:: Your objective ::
The answer is the line that contains "Query: pepper shaker" followed by every later line of the entries below, each repeated exactly, and nothing else.

:: Extracted data ::
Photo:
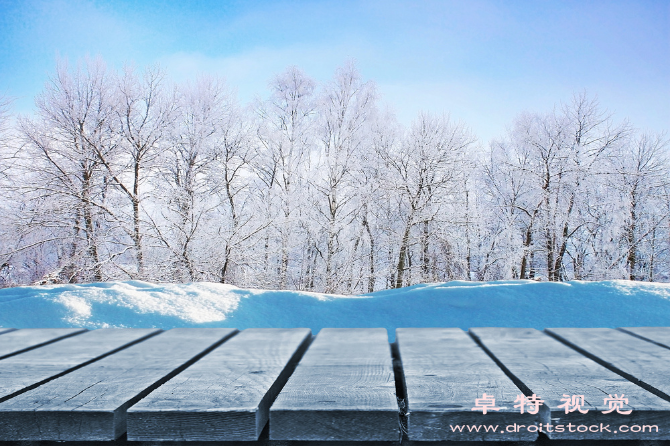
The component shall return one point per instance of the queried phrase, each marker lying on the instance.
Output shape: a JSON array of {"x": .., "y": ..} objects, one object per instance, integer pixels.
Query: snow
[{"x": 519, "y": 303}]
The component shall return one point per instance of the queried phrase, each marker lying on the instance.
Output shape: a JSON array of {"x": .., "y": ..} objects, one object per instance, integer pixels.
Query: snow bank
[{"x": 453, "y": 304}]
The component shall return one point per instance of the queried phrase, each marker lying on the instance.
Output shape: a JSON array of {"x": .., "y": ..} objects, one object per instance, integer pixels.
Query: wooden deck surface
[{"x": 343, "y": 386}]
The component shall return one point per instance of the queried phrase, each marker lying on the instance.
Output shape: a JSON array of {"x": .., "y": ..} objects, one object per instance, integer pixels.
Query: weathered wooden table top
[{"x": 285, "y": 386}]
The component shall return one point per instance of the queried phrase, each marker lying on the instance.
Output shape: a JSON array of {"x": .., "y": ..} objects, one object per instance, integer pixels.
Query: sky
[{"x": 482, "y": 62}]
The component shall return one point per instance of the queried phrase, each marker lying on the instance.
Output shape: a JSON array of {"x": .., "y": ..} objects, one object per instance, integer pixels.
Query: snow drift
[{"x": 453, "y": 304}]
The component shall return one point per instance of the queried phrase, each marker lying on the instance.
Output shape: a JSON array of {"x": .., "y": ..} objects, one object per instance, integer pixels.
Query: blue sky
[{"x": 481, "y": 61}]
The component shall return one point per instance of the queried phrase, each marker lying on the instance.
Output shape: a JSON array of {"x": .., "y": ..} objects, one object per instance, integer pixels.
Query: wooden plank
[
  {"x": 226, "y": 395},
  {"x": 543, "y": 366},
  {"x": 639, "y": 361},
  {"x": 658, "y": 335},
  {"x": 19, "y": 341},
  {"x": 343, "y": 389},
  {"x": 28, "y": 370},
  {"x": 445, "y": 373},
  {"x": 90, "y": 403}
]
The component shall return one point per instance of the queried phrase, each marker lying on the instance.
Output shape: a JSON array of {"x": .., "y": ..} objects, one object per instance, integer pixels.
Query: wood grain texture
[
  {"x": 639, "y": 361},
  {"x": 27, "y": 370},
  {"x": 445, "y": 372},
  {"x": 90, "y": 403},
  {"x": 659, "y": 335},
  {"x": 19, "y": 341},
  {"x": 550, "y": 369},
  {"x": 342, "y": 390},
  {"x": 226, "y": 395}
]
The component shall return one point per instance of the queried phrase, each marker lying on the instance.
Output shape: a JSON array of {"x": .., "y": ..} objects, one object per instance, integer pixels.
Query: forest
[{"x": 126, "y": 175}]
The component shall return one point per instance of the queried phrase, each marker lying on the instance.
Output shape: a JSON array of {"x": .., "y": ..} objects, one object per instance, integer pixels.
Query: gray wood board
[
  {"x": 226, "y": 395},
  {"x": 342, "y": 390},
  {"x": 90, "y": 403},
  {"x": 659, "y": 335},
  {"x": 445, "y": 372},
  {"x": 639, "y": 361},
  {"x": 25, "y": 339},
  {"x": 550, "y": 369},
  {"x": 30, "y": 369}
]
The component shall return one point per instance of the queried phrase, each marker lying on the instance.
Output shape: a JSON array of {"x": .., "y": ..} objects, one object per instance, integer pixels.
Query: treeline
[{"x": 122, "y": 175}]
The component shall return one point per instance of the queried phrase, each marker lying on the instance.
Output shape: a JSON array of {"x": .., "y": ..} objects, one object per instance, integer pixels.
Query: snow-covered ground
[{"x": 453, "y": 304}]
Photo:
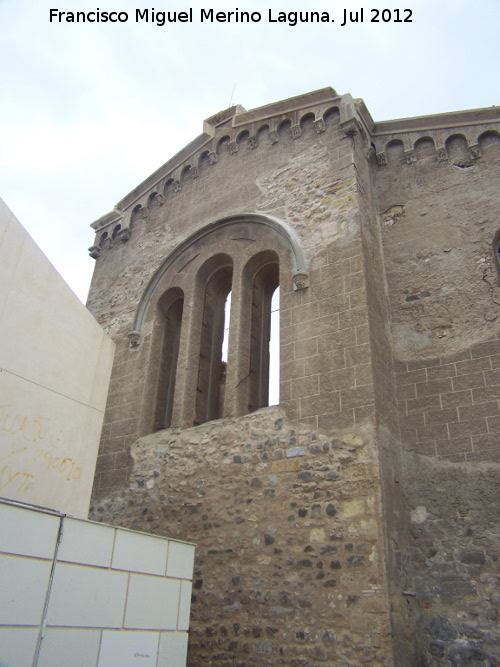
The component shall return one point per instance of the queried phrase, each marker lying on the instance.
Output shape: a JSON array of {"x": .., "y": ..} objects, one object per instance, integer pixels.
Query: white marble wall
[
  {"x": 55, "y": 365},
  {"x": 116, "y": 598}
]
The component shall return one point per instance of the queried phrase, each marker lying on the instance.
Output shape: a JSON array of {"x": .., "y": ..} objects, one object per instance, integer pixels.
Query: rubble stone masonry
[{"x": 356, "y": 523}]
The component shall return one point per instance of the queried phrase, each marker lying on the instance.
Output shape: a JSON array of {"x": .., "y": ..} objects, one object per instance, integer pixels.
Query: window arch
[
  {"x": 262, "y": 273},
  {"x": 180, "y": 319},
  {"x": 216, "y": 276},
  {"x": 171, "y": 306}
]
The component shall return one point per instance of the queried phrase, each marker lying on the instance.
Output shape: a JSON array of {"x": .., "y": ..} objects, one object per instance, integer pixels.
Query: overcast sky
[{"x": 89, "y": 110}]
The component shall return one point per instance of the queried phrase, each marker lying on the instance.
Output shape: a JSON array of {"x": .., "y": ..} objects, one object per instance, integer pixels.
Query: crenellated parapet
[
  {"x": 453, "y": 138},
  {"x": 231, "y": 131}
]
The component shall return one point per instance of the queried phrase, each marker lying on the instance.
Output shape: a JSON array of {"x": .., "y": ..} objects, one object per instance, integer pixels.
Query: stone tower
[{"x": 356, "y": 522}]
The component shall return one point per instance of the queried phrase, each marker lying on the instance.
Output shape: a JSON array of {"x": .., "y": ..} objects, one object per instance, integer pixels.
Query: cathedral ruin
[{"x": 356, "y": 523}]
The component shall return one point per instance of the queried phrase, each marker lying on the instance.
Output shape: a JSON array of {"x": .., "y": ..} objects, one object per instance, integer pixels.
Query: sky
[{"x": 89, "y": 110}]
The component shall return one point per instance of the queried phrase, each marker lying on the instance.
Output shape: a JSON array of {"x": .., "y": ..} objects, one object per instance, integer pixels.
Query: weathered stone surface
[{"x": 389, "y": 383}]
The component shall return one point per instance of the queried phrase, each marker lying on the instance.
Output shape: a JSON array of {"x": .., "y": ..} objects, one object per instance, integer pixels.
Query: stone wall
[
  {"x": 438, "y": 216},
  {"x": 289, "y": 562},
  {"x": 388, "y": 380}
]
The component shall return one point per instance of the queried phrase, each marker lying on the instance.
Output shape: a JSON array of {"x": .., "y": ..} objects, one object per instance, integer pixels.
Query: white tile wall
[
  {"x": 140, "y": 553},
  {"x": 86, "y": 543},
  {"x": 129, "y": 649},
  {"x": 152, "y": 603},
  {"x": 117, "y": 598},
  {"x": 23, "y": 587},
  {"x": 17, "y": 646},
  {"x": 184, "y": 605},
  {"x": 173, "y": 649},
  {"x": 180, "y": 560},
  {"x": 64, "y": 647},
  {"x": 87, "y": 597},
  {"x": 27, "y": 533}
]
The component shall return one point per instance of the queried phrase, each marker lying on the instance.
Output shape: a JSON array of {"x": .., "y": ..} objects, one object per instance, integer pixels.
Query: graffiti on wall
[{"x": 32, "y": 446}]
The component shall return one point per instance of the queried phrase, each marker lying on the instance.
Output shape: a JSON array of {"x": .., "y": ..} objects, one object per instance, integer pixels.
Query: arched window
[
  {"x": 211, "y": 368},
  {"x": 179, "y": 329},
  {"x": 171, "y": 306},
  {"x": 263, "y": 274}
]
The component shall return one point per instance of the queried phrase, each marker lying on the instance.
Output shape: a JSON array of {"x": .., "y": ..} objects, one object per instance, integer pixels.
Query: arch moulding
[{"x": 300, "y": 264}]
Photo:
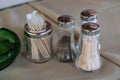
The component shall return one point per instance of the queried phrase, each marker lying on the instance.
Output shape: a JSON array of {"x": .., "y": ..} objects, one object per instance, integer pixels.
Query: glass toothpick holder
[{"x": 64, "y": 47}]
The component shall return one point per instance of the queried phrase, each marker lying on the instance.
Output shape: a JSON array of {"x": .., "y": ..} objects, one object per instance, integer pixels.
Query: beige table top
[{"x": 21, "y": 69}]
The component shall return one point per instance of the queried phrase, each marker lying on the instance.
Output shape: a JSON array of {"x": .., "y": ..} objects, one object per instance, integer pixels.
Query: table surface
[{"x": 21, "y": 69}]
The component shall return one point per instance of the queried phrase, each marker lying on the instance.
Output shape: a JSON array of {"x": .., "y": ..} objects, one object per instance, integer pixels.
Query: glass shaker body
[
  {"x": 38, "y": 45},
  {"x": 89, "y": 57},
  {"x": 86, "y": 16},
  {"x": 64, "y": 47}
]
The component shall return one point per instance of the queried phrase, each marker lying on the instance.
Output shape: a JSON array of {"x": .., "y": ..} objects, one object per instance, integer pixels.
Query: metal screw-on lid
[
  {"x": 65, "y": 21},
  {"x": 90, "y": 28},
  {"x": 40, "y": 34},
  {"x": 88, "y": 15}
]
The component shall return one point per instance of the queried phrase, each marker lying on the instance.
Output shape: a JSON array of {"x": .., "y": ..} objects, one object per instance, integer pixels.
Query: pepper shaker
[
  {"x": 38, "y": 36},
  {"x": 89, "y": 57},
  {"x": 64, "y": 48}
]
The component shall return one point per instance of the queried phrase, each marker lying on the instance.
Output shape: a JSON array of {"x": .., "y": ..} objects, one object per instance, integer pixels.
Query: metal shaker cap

:: Written solution ::
Query: pepper shaker
[
  {"x": 38, "y": 36},
  {"x": 89, "y": 57},
  {"x": 64, "y": 48}
]
The component shall return one point per instance of the queried phrase, each marker lying on the instance.
Output shape: a JSON array of {"x": .., "y": ..} objects, one object per instance, integer pixels.
Query: metal shaker cap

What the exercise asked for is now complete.